- _Assigned task 1_
In the asthma lavage summary, what alone triggers the episodic wheezing seen in many young children with no other atopic features?
- _Assigned task 2_
Continue the asthma lavage summary after its last sentence.

- _Passage shown_
Bronchoalveolar lavage findings suggest two different forms of childhood asthma

Authors


Dr M. D. Shields, Department of Child Health, Institute of Clinical Science, The Queen's University of Belfast, Grosvenor Road, Belfast BT12 6BJ, UK.

Summary

Background It seems plausible that children with atopy and persistent asthma symptoms will, like their adult counterparts, have chronic airways inflammation. However, many young children with no other atopic features have episodic wheezing that is triggered solely by viral respiratory infections. Little is known as to whether airways inflammation occurs in these two asthma patterns during relatively asymptomatic periods.

Methods Using a non-bronchoscopic bronchoalveolar lavage (BAL) procedure on children presenting for an elective surgical procedure, this study has investigated the cellular constituents of BAL fluid in children with a history of atopic asthma (AA) non-asthmatic atopic children (NAA) or viral associated wheeze (VAW).

- _Information provided_

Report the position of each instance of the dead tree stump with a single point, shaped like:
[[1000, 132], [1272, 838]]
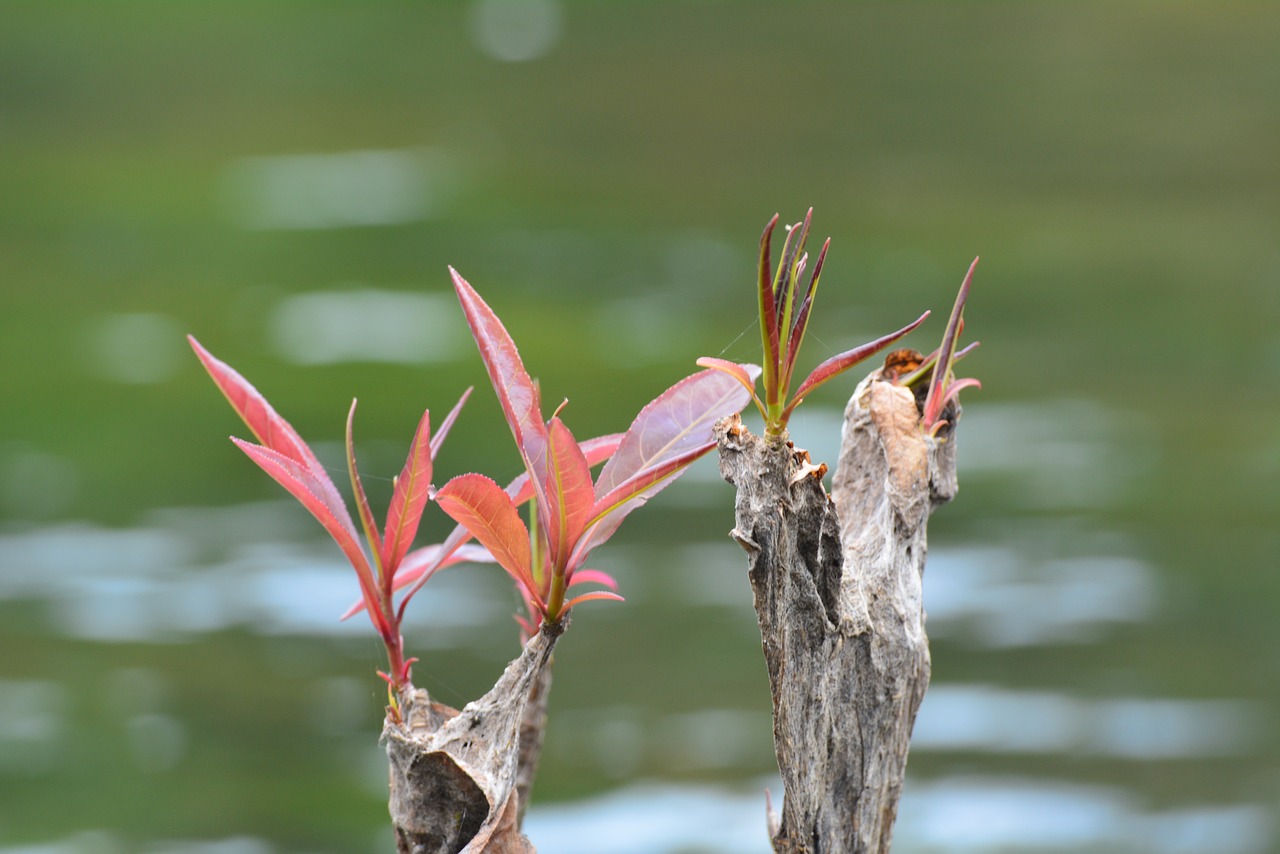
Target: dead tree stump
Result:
[[837, 585]]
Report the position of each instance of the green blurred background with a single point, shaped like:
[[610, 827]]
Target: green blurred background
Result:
[[288, 182]]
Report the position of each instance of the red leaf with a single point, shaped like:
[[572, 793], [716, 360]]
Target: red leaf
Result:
[[266, 425], [768, 307], [672, 424], [588, 597], [487, 511], [438, 439], [634, 492], [841, 362], [801, 322], [593, 576], [302, 485], [595, 451], [416, 571], [410, 497], [935, 401], [366, 515], [507, 374], [734, 369], [570, 494]]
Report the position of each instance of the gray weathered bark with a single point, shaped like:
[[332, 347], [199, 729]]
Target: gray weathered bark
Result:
[[458, 780], [837, 585]]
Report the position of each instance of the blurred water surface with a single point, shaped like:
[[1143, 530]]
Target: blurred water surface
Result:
[[288, 182]]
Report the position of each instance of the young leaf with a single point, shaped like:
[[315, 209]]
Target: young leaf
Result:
[[594, 576], [366, 514], [568, 492], [408, 498], [511, 382], [769, 336], [935, 401], [421, 563], [616, 505], [737, 371], [438, 439], [268, 427], [801, 322], [302, 484], [675, 423], [487, 511], [841, 362], [588, 597]]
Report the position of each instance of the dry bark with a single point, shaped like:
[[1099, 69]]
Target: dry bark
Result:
[[837, 587], [458, 780]]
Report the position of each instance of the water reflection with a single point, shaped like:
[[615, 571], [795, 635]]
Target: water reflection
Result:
[[350, 188], [952, 814], [992, 720], [366, 325]]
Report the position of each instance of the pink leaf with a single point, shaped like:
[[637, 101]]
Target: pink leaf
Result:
[[801, 322], [841, 362], [487, 511], [366, 515], [510, 380], [408, 498], [520, 491], [302, 485], [675, 423], [593, 576], [933, 402], [570, 494], [630, 494], [438, 439], [595, 451], [768, 306], [588, 597], [734, 369], [266, 425]]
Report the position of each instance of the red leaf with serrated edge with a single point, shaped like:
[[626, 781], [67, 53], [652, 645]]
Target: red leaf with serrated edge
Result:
[[841, 362], [487, 511], [736, 370], [357, 487], [595, 451], [634, 492], [568, 492], [588, 597], [593, 576], [302, 485], [510, 380], [428, 560], [264, 421], [673, 423], [417, 571], [438, 439], [408, 498]]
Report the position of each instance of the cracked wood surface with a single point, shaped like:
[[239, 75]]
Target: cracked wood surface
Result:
[[837, 587], [458, 780]]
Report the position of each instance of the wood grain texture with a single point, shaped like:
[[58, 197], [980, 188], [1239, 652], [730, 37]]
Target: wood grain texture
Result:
[[837, 587]]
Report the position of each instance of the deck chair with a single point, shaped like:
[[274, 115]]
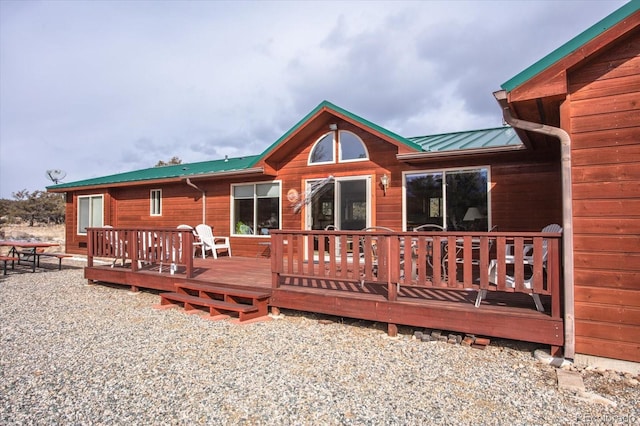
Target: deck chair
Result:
[[209, 242], [429, 227], [527, 258], [373, 248]]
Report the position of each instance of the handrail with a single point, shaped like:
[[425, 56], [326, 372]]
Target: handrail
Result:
[[155, 246], [421, 259]]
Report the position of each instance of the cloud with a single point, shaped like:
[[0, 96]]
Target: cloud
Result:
[[97, 88]]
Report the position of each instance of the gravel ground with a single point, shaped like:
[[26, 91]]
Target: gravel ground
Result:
[[73, 353]]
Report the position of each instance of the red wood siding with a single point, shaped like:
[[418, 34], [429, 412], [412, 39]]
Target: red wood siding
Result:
[[604, 109]]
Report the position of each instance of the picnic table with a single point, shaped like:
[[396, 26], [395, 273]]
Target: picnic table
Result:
[[28, 252]]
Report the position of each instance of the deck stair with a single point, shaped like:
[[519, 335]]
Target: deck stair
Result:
[[219, 300]]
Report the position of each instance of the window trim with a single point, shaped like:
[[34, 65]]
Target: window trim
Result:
[[444, 171], [151, 202], [333, 150], [90, 197], [352, 160], [232, 225]]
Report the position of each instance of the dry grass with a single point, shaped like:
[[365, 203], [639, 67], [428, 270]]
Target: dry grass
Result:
[[48, 233]]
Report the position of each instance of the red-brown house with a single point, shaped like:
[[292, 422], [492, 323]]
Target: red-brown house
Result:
[[571, 156]]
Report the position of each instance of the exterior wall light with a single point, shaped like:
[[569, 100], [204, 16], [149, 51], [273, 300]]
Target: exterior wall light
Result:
[[384, 181]]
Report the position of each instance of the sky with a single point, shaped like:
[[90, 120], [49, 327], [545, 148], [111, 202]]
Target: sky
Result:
[[95, 88]]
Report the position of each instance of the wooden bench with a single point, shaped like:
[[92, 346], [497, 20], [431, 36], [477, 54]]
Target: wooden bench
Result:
[[26, 254], [4, 260], [59, 256]]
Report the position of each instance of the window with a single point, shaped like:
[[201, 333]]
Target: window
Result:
[[350, 148], [256, 208], [455, 199], [156, 202], [90, 212], [322, 152]]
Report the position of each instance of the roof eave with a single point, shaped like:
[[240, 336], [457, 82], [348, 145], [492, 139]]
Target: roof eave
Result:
[[177, 179], [420, 156]]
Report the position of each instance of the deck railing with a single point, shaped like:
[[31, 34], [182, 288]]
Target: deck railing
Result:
[[167, 248], [524, 262]]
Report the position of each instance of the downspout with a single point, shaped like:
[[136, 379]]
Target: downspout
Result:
[[567, 213], [204, 199]]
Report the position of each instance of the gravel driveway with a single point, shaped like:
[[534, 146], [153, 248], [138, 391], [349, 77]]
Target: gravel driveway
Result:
[[73, 353]]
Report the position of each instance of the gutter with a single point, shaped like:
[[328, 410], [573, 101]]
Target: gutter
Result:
[[412, 156], [204, 199], [567, 213]]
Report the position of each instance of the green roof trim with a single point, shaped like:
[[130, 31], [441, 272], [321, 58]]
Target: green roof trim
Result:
[[473, 139], [329, 105], [572, 45], [445, 142], [166, 172]]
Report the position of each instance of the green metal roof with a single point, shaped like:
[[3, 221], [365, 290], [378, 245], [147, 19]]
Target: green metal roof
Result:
[[166, 172], [474, 139], [572, 45], [329, 105]]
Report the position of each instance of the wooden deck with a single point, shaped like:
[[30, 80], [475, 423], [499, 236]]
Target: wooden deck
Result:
[[504, 315]]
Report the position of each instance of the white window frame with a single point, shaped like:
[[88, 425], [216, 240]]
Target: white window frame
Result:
[[444, 192], [333, 150], [337, 146], [254, 225], [91, 213], [155, 200], [352, 160], [337, 195]]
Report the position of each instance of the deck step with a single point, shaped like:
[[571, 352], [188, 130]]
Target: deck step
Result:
[[225, 291], [216, 307]]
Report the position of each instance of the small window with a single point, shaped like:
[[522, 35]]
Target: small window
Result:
[[256, 208], [351, 147], [156, 202], [90, 212], [323, 152]]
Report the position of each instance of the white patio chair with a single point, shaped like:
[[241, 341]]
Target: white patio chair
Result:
[[211, 242], [527, 259]]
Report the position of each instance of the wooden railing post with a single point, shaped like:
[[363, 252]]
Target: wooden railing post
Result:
[[553, 272], [187, 251], [90, 246]]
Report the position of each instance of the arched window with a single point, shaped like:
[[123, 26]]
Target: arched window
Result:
[[323, 151], [351, 147]]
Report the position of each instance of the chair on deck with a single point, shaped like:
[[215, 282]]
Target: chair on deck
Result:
[[429, 227], [527, 259], [210, 242], [373, 249]]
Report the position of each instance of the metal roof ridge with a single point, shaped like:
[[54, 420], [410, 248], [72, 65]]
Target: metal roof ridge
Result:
[[572, 45]]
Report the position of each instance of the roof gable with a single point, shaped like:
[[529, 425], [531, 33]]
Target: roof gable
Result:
[[320, 116], [550, 71]]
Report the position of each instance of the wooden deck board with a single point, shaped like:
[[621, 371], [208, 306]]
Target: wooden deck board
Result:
[[505, 315]]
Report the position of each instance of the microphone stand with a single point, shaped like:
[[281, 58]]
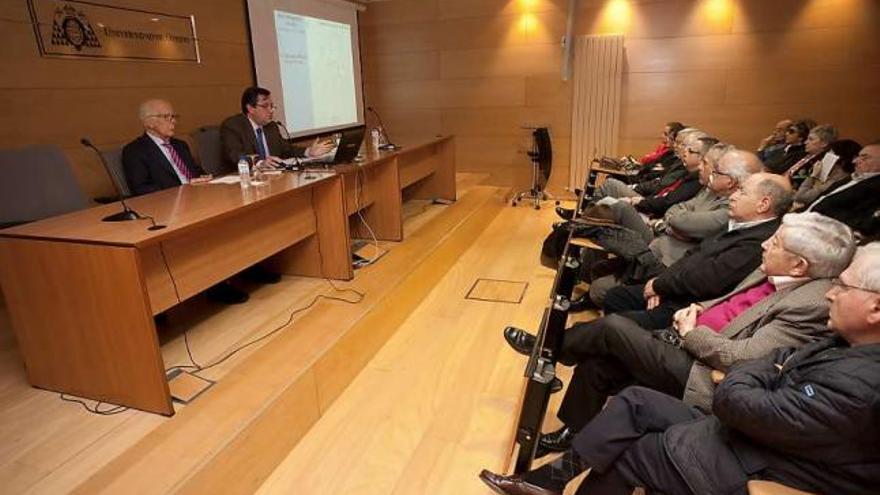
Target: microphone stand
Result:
[[388, 144], [126, 213]]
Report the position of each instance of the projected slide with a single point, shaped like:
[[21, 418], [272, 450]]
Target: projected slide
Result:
[[317, 72]]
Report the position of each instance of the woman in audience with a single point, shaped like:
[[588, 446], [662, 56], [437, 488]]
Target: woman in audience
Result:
[[795, 136], [817, 144], [834, 166]]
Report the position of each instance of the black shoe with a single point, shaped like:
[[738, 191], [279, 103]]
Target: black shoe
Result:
[[556, 441], [565, 213], [260, 275], [521, 341], [582, 304], [512, 485], [224, 293]]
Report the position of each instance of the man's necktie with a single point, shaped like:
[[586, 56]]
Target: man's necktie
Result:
[[261, 150], [178, 162]]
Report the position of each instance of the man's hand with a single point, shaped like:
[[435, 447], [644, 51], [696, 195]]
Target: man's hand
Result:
[[319, 148], [685, 319]]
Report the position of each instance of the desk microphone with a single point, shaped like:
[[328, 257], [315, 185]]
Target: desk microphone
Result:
[[388, 144], [126, 213]]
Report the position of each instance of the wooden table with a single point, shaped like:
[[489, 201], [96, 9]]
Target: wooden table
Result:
[[421, 169], [82, 293]]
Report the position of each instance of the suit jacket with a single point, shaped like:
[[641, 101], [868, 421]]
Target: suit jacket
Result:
[[238, 138], [790, 317], [147, 169], [856, 206], [716, 266]]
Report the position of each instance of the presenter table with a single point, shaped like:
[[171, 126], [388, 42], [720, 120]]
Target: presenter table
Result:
[[423, 170], [82, 293]]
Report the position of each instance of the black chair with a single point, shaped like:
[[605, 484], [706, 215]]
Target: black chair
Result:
[[210, 150], [37, 183], [541, 156]]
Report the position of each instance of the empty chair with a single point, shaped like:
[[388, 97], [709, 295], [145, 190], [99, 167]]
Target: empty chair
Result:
[[210, 150], [37, 183]]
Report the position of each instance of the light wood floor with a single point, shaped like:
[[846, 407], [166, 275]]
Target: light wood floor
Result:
[[434, 405]]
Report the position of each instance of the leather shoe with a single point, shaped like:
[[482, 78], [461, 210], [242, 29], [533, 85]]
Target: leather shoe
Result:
[[565, 213], [225, 293], [512, 485], [521, 341], [556, 441], [260, 275]]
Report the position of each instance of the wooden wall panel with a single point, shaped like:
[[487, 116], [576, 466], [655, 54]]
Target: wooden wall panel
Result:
[[733, 68], [50, 100]]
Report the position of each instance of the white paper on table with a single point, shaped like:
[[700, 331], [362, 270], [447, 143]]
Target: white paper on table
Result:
[[827, 164], [226, 179]]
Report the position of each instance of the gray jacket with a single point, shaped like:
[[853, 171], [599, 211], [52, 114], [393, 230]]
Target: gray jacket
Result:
[[688, 223], [793, 316]]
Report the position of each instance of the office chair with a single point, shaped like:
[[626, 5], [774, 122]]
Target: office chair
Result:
[[541, 156], [210, 150], [38, 183]]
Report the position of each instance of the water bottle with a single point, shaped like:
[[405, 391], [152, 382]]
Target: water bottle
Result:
[[244, 172]]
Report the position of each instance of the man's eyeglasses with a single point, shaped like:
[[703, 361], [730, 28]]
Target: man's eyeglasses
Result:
[[166, 116], [840, 284]]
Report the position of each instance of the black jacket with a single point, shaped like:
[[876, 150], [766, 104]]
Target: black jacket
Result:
[[814, 424], [238, 138], [656, 206], [147, 169], [856, 206], [782, 162], [713, 268]]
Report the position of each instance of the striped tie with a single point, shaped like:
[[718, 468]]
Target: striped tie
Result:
[[178, 162]]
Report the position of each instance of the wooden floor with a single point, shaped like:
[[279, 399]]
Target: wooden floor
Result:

- _Exercise answer 1_
Viral respiratory infections.

- _Exercise answer 2_
Results A total of 95 children was studied: 52 with atopic asthma (8.0 years, range 1.1–15.3, 36 male), 23 with non-asthmatic atopy (median age 8.3 years, range 1.7–13.6, 11 male) and 20 with VAW (3.1 years, range 1.0–8.2, 13 male). No complications were observed during the lavage procedure and no adverse events were noted post-operatively. Total lavage fluid recovered was similar in all groups and the total cell numbers were higher in the VAW group. Eosinophil (P≤ 0.005) and mast cell (P≤ 0.05) numbers were significantly elevated in the group with atopic asthma.

Conclusions During relatively asymptomatic periods there is on-going airways inflammation, as demonstrated by eosinophil and mast cell recruitment, in children with asthma and atopy but not in children with viral associated wheeze or atopy alone. This strongly suggests that there are different underlying pathophysiological mechanisms in these two groups of children who wheeze.